> [Requirement]
Could you write out the data that follows, exactly and in full?

Records contained in a dataset:
-*-

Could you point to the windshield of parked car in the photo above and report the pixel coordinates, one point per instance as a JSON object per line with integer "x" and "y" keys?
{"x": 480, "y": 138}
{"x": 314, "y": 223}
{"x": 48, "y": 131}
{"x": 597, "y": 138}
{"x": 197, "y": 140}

-*-

> [Written solution]
Could you point to the windshield of parked car in the photo above and report the pixel coordinates, one point per instance as a JSON object per line with integer "x" and "y" keys?
{"x": 480, "y": 138}
{"x": 314, "y": 223}
{"x": 48, "y": 131}
{"x": 597, "y": 138}
{"x": 197, "y": 140}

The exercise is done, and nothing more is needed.